(Beginning of Page text)

2010 Liège–Bastogne–Liège

Race details
- Dates: April 25
- Stages: 1
- Distance: 258 km (160 mi)
- Winning time: 6h 37' 48"

Results
- Winner / Alexander Vinokourov (KAZ) / (Astana)
- Second / Alexandr Kolobnev (RUS) / (Team Katusha)
- Third / Philippe Gilbert (BEL) / (Omega Pharma–Lotto)

= 2010 Liège–Bastogne–Liège =

The 2010 Liège–Bastogne–Liège monument classic cycling race took place on April 25, 2010. This race was won by Alexander Vinokourov after slipping into a breakaway with Alexandr Kolobnev. Vinokourov attacked on the last hill with under 500m to go to take the victory. Alejandro Valverde, the winner in 2006 and 2008, finished third in the race, but was stripped of the result as a result of a doping suspension applied on May 31, 2010.

(End of Page text)

▶ **Aim of the task**:
Answer these questions from the 2010 Liège–Bastogne–Liège text:
(a) What was the race distance?
(b) Which team did Alexandr Kolobnev ride for?
(c) On what date was Alejandro Valverde's doping suspension applied?
You won't need the items that come next.

(Beginning of Recorded information)

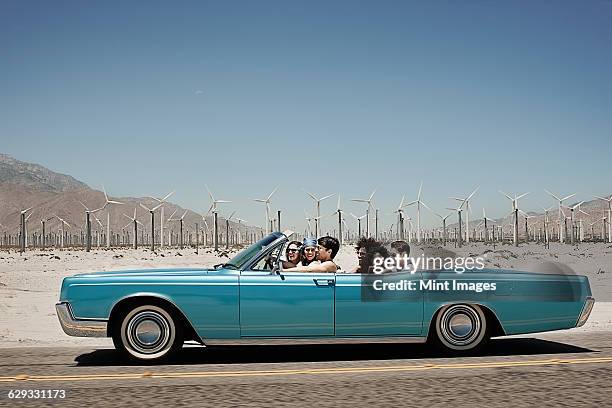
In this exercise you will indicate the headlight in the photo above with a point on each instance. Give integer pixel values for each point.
(586, 311)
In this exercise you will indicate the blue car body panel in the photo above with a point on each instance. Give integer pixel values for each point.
(228, 303)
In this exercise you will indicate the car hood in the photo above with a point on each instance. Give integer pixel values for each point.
(146, 272)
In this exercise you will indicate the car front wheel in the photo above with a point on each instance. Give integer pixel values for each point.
(148, 332)
(461, 328)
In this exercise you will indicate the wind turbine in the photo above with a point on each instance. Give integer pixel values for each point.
(572, 209)
(267, 202)
(108, 201)
(88, 213)
(546, 222)
(459, 210)
(62, 224)
(180, 220)
(527, 218)
(213, 208)
(227, 229)
(339, 212)
(514, 211)
(400, 219)
(43, 223)
(560, 200)
(318, 207)
(22, 228)
(368, 210)
(162, 201)
(240, 221)
(152, 212)
(418, 203)
(466, 201)
(359, 222)
(443, 218)
(609, 201)
(98, 231)
(135, 222)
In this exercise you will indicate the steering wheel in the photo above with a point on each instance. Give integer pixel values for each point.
(269, 264)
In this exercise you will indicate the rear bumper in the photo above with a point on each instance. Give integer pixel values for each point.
(586, 311)
(79, 327)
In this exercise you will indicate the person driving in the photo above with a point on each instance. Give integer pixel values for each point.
(293, 254)
(308, 252)
(327, 247)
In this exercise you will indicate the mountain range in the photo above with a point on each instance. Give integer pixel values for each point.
(50, 194)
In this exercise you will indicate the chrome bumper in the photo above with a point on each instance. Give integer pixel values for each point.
(79, 327)
(586, 311)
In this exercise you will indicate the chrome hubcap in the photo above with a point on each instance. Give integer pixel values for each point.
(460, 325)
(148, 332)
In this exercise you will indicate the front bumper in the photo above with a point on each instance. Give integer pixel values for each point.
(586, 311)
(79, 327)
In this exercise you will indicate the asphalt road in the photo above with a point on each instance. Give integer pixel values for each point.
(564, 369)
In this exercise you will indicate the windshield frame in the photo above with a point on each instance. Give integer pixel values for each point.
(243, 258)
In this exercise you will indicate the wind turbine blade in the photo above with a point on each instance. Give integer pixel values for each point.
(311, 195)
(509, 198)
(167, 196)
(521, 196)
(372, 195)
(209, 193)
(568, 197)
(556, 198)
(272, 193)
(472, 195)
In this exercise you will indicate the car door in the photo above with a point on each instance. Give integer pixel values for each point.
(290, 304)
(362, 312)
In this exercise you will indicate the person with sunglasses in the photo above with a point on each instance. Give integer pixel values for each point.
(308, 252)
(327, 248)
(292, 254)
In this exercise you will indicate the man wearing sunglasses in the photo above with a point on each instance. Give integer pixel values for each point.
(327, 249)
(292, 255)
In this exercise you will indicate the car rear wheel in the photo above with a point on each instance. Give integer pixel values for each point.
(148, 332)
(461, 328)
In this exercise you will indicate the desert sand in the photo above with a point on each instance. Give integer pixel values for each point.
(30, 283)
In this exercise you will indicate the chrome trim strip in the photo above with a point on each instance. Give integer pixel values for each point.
(587, 308)
(315, 340)
(79, 327)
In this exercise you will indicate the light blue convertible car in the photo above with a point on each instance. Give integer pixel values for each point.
(150, 313)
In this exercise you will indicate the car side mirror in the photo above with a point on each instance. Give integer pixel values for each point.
(276, 269)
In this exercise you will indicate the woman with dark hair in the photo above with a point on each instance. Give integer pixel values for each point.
(308, 252)
(367, 250)
(292, 254)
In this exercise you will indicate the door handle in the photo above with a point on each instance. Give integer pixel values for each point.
(324, 282)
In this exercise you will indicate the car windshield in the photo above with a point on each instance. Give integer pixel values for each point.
(245, 255)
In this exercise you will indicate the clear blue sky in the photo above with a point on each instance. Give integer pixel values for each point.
(146, 97)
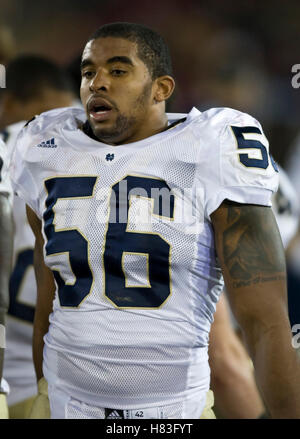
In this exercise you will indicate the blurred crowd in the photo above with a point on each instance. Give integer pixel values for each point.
(236, 54)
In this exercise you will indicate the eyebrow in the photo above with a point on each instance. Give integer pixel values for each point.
(121, 59)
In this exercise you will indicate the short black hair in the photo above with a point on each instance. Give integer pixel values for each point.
(28, 75)
(151, 47)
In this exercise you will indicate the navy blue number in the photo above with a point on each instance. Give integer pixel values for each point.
(118, 240)
(250, 143)
(70, 241)
(16, 308)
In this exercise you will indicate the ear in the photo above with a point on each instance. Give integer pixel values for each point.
(163, 88)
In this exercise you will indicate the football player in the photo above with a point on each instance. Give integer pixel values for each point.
(34, 84)
(6, 233)
(137, 219)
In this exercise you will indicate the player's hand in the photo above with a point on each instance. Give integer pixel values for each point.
(40, 407)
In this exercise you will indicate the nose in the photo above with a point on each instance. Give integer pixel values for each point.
(99, 82)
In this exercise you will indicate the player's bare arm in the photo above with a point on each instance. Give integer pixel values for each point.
(45, 293)
(252, 258)
(232, 378)
(5, 266)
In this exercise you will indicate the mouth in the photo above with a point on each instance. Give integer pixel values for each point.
(99, 109)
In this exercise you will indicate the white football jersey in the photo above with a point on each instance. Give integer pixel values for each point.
(18, 363)
(5, 186)
(129, 239)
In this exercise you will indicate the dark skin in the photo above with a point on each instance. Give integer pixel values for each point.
(112, 71)
(252, 258)
(248, 243)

(End of Recorded information)

▶ **Expected answer**:
(a) 258 km (160 mi)
(b) Team Katusha
(c) May 31, 2010